_TASKS AND EXERCISES_
A - According to the travel blog post, how far is Pisaq from Cuzco?
B - From the travel blog post, reproduce word for word the passage that opens with the words containing "Pisaq has a" and closes with "of goods ...".

Around The World 2005

We "were" traveling around the world and we want to share part of this adventure with you on this blog. The updates have been quite late but we will put the trip until the end, so check once in a while. Some cities have an hiperlink to a .kmz file. That is a Google Earth location file. If you have Google Earth installed it will take you to the city when you click on its name.

Friday, December 30, 2005

Cuzco and Pisaq

10/4/05

Pisaq

The second day in Cuzco was not meant to visit only Cuzco. We went in the morning to the neighboring town Pisaq, 32 Km away. Still in Cuzco we had to walk around a little bit ...







... to find the local bus to Pisaq.

The trip is short and cheap, only 2 Nuevos Soles (1US=3.8 soles).

Pisaq has a market on the central square surrounded by well preserved colonial buildings now converted into nice hotels, restaurants and cafes.



On the market, there are tons of goods ...







... varying from waving, ...



... ponchos and sweaters ...



... to all kinds of art, paintings and handcrafts.





Doris even tried out some instruments.



The market and the tourists attract traditional dressed locals that are making some Soles posing for pictures.







When the rain came we jumped into a nice cafe, not really traditional, but really really nice. A big menu of very original juices, nice jazzy music and cozy environment where we waited for the rain to stop.

_EXTRACTED INFORMATION_
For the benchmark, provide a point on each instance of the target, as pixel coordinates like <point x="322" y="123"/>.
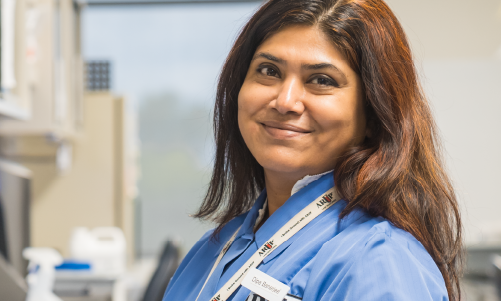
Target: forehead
<point x="305" y="44"/>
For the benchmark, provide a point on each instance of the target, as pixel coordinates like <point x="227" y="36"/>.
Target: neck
<point x="278" y="189"/>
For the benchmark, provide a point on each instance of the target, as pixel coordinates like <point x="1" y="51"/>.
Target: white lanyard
<point x="300" y="220"/>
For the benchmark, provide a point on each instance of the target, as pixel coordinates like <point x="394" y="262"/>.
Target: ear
<point x="368" y="131"/>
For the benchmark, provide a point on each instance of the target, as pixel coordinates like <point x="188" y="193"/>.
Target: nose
<point x="290" y="96"/>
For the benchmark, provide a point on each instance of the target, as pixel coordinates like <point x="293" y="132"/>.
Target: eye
<point x="324" y="81"/>
<point x="268" y="71"/>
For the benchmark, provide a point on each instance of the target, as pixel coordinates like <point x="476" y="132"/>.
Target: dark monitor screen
<point x="15" y="213"/>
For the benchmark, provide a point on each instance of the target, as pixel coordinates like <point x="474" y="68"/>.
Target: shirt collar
<point x="317" y="185"/>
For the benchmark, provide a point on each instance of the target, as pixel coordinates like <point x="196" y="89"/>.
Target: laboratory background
<point x="106" y="139"/>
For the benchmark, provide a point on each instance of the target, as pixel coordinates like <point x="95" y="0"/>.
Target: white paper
<point x="265" y="285"/>
<point x="8" y="43"/>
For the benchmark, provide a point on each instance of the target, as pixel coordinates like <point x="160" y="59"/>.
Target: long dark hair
<point x="397" y="173"/>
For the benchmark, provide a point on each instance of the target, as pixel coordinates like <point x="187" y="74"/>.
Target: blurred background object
<point x="105" y="121"/>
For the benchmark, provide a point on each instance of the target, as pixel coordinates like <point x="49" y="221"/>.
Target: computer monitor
<point x="15" y="203"/>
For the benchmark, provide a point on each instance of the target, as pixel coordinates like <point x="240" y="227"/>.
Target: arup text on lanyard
<point x="303" y="218"/>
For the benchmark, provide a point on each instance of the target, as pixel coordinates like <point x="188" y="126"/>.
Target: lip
<point x="280" y="130"/>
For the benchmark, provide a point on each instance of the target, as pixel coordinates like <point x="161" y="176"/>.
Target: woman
<point x="316" y="92"/>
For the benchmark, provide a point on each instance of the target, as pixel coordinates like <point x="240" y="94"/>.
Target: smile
<point x="279" y="130"/>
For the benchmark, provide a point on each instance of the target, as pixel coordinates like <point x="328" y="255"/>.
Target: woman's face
<point x="301" y="104"/>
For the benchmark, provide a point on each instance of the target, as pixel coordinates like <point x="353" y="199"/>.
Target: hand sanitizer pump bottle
<point x="42" y="273"/>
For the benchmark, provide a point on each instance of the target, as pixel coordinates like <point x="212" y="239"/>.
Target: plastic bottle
<point x="42" y="273"/>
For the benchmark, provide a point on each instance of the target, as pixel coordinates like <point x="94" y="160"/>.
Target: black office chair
<point x="169" y="261"/>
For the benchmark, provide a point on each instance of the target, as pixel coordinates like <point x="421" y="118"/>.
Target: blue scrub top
<point x="357" y="258"/>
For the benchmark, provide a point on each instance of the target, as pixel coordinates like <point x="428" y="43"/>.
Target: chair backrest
<point x="169" y="261"/>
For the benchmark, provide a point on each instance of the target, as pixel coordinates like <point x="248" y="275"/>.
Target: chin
<point x="283" y="164"/>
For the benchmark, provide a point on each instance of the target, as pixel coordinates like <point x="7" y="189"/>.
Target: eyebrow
<point x="318" y="66"/>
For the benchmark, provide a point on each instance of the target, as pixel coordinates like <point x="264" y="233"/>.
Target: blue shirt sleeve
<point x="385" y="265"/>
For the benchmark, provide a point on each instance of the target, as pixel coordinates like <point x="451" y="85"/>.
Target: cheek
<point x="342" y="117"/>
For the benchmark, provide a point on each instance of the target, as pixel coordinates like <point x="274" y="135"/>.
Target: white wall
<point x="457" y="44"/>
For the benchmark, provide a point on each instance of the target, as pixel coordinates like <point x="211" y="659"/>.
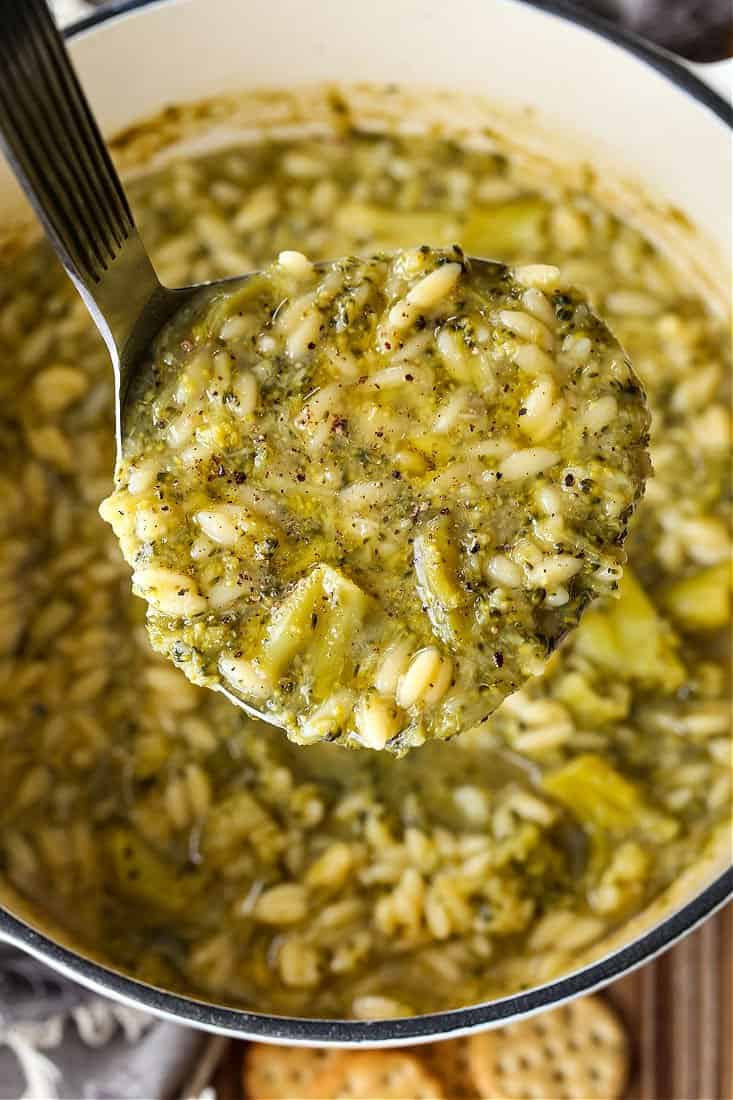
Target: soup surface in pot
<point x="370" y="498"/>
<point x="203" y="851"/>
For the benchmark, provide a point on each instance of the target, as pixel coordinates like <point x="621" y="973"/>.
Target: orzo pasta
<point x="370" y="497"/>
<point x="203" y="851"/>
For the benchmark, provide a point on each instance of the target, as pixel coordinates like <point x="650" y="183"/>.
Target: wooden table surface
<point x="679" y="1018"/>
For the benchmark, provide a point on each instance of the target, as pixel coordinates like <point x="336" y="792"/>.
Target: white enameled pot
<point x="641" y="118"/>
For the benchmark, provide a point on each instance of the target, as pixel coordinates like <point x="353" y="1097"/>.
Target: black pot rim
<point x="244" y="1024"/>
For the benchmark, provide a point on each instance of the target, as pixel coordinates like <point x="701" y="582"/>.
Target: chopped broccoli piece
<point x="142" y="873"/>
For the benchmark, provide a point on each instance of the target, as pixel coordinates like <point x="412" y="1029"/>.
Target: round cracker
<point x="450" y="1062"/>
<point x="577" y="1052"/>
<point x="283" y="1073"/>
<point x="378" y="1075"/>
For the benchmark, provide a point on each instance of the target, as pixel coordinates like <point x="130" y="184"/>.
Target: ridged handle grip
<point x="54" y="143"/>
<point x="55" y="149"/>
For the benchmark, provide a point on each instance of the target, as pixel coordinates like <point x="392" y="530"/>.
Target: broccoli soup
<point x="371" y="497"/>
<point x="201" y="850"/>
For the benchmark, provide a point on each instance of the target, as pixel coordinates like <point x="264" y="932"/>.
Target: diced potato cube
<point x="628" y="638"/>
<point x="702" y="602"/>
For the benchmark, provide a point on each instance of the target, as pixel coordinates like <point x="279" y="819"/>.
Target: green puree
<point x="369" y="497"/>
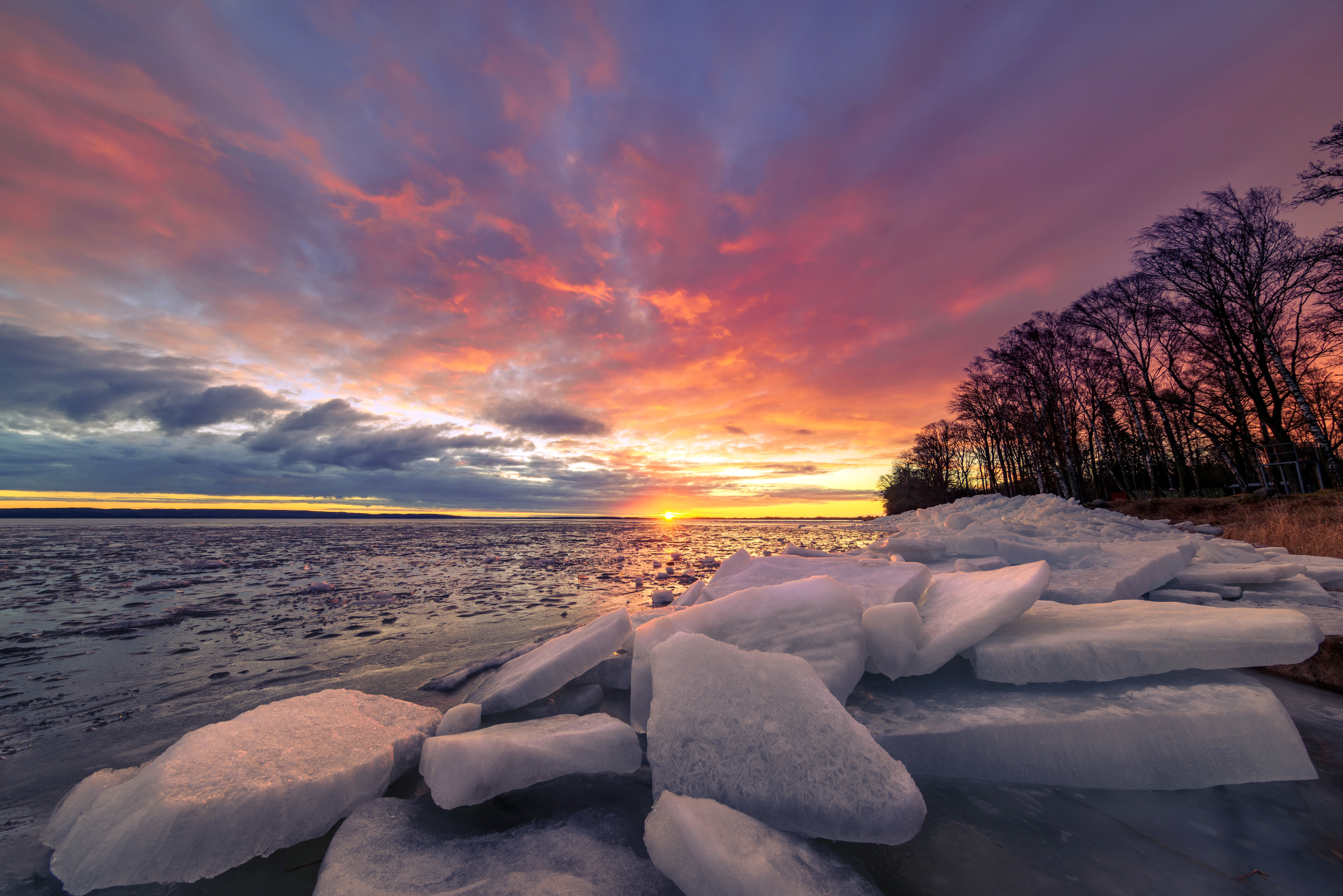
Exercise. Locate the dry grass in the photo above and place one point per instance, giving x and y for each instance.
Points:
(1301, 523)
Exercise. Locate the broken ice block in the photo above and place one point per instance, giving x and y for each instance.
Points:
(817, 620)
(961, 609)
(762, 734)
(540, 672)
(1176, 731)
(1236, 573)
(1121, 572)
(892, 637)
(910, 549)
(402, 847)
(1107, 641)
(273, 777)
(463, 770)
(689, 596)
(612, 674)
(711, 849)
(465, 717)
(873, 582)
(732, 565)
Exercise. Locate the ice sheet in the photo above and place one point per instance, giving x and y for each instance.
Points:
(1174, 731)
(961, 609)
(872, 585)
(460, 719)
(892, 637)
(1107, 641)
(404, 848)
(762, 734)
(710, 849)
(273, 777)
(463, 770)
(540, 672)
(1122, 572)
(817, 620)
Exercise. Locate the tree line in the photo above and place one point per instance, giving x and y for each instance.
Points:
(1216, 363)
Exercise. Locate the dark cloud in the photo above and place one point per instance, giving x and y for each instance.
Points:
(60, 377)
(543, 418)
(336, 433)
(216, 405)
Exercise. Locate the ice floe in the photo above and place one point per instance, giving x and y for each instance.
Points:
(711, 849)
(467, 769)
(1176, 731)
(761, 733)
(817, 620)
(273, 777)
(1107, 641)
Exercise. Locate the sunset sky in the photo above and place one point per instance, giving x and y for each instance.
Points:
(620, 258)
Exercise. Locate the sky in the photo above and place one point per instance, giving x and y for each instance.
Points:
(612, 258)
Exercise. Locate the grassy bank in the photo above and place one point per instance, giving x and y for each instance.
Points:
(1301, 523)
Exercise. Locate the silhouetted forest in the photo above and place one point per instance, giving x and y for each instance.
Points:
(1212, 367)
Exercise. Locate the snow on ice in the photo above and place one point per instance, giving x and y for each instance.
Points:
(1095, 651)
(273, 777)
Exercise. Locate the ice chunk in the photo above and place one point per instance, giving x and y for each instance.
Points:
(395, 847)
(873, 581)
(463, 770)
(1298, 588)
(540, 672)
(81, 797)
(711, 849)
(273, 777)
(453, 679)
(1181, 596)
(762, 734)
(612, 674)
(961, 609)
(465, 717)
(1236, 573)
(892, 637)
(1174, 731)
(817, 620)
(1122, 572)
(910, 549)
(689, 596)
(1107, 641)
(732, 565)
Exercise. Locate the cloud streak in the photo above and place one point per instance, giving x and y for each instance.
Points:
(630, 244)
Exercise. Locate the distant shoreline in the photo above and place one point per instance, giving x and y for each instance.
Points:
(225, 514)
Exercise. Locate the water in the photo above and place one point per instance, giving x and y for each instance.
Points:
(81, 690)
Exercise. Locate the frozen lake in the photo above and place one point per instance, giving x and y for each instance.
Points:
(100, 672)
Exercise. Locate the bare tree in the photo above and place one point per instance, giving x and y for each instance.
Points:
(1322, 182)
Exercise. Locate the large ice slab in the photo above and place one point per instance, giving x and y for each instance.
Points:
(405, 847)
(1174, 731)
(540, 672)
(273, 777)
(961, 609)
(1121, 572)
(1107, 641)
(1235, 573)
(762, 734)
(467, 769)
(873, 582)
(817, 620)
(711, 849)
(1299, 589)
(892, 636)
(908, 549)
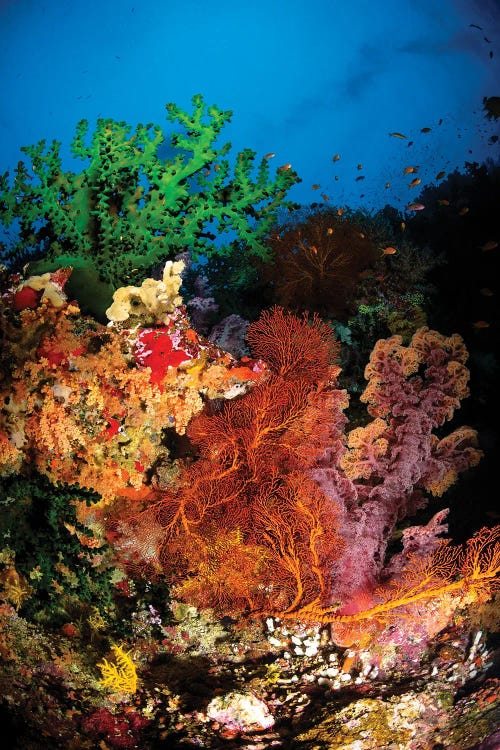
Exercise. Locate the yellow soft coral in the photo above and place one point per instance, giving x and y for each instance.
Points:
(152, 302)
(120, 677)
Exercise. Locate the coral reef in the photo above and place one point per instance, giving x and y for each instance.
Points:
(129, 208)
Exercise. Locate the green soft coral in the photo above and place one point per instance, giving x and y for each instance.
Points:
(129, 208)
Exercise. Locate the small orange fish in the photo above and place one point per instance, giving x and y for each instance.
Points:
(367, 274)
(490, 245)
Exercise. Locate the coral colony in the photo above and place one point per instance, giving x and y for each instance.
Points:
(213, 526)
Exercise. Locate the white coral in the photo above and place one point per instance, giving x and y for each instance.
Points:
(152, 301)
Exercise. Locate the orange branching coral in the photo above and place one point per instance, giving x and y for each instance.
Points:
(292, 346)
(247, 528)
(449, 578)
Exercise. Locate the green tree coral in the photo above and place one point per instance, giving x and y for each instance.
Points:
(37, 520)
(129, 208)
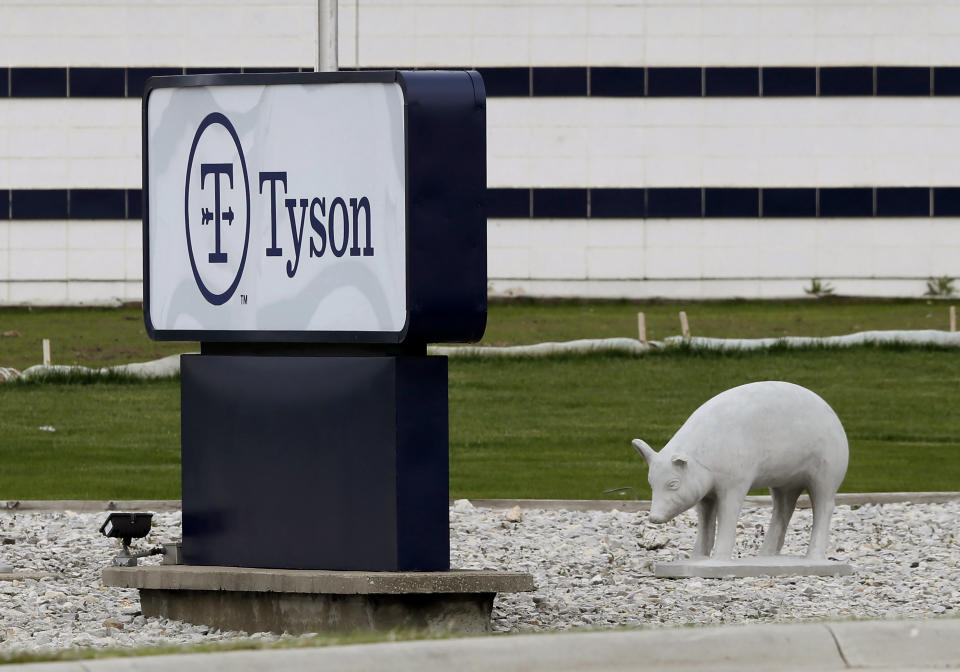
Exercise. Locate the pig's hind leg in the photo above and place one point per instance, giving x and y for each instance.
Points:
(706, 526)
(784, 502)
(823, 500)
(729, 502)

_RESPONSES TO THE EXERCISE_
A - 32 km

B -
Pisaq has a market on the central square surrounded by well preserved colonial buildings now converted into nice hotels, restaurants and cafes.



On the market, there are tons of goods ...